**Task objective**
Set every record down again, identical to the original.

**Provided material**
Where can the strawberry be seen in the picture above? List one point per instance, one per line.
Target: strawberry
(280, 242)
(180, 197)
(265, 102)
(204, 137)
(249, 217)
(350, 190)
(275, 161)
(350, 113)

**Response to the task**
Where can the strawberry be seen in the picture above? List one point per instance, one per line.
Target: strawberry
(280, 242)
(180, 197)
(265, 102)
(204, 137)
(249, 217)
(350, 190)
(275, 161)
(350, 113)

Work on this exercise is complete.